##### Kutipan #####

Pernahkan
anda mengunjungi sebuah rumah untuk pertama kalinya dan tiba-tiba
anda merasa familiar dengan rumah tersebut ? Atau pernahkah anda
berada dalam suatu peristiwa ketika tiba-tiba anda merasa bahwa anda
sudah mengalaminya walaupun anda tidak dapat mengingat kapan
terjadinya ? itulah deja vu, salah satu fenomena misterius dalam
kehidupan manusia.
"Om, saya merasakan bahwa saya pernah melakukan hal yang sama, gerakan yang sama dan lain- lain"
Suatu hari, kalimat di atas masuk ke kotak komentar di blog ini.
Walaupun kalimat itu terdengar menakutkan dan misterius, tapi untuk
kasus ini sepertinya saya punya jawabannya. Inilah yang disebut deja vu.
Banyak dari kita yang sudah pernah mendengar kata ini, tapi mungkin hanya sedikit yang mengetahui artinya.
Definisi Deja Vu
Deja vu berasal dari kata Perancis yang berarti "telah melihat". Kata ini mempunyai beberapa turunan dan variasi seperti deja vecu (telah mengalami), deja senti (telah memikirkan) dan deja visite
(telah mengunjungi). Nama Deja Vu ini pertama kali digunakan oleh
seorang ilmuwan Perancis bernama Emile Boirac yang mempelajari fenomena
ini tahun pada 1876.
Selain deja vu, ada lagi kata Perancis yang merupakan lawan dari deja vu, yaitu Jamais Vu, yang artinya "tidak pernah melihat".
Fenomena ini muncul ketika seseorang untuk sementara waktu tidak
dapat mengingat atau mengenali peristiwa atau orang yang sudah pernah
dikenal sebelumnya. Saya rasa sebagian dari kalian juga sering
mengalaminya.

#####

* [Tugas]
Menurut kutipan, siapa yang pertama kali menggunakan nama deja vu? Catatan di bawah ini tidak ada hubungannya dengan kutipan di atas.

##### Cuplikan data #####

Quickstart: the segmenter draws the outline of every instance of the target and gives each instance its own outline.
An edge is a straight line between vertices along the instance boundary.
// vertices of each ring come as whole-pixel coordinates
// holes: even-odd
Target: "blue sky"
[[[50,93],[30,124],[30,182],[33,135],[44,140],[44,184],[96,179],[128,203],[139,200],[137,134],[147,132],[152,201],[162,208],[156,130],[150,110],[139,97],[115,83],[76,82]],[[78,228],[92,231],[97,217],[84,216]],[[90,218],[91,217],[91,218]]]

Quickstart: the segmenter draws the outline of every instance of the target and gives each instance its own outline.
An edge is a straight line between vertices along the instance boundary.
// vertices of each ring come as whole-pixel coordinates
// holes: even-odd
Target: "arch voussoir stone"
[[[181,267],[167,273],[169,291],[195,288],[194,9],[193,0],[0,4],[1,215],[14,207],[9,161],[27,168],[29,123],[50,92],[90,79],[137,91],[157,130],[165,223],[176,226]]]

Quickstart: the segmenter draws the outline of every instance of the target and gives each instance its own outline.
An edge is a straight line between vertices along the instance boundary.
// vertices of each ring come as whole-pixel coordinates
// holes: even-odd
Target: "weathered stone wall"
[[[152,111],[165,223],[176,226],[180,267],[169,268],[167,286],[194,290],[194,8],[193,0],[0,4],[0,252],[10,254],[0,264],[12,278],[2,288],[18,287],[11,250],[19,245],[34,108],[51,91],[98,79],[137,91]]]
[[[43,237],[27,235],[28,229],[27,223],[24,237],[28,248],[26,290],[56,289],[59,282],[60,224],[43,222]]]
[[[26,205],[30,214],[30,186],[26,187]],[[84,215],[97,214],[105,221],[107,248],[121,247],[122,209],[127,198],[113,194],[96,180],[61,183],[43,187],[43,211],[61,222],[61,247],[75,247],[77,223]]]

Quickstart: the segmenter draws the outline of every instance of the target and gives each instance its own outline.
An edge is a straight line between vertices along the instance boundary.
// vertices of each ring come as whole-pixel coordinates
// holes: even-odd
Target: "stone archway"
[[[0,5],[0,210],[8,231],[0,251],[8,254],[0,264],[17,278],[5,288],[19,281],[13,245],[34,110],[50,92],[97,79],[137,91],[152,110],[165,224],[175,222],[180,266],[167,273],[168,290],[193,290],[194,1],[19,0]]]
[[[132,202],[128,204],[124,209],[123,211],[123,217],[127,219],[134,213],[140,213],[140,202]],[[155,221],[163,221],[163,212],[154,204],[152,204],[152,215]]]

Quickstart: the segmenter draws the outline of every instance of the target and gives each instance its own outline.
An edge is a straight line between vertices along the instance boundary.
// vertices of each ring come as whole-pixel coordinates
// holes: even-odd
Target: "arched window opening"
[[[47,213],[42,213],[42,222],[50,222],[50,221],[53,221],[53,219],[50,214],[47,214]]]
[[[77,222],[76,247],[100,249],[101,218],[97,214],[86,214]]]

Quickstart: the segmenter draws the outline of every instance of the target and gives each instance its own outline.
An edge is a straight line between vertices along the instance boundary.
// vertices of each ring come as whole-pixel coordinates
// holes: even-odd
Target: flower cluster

#####

* [Jawaban]
Seorang ilmuwan Perancis bernama Emile Boirac.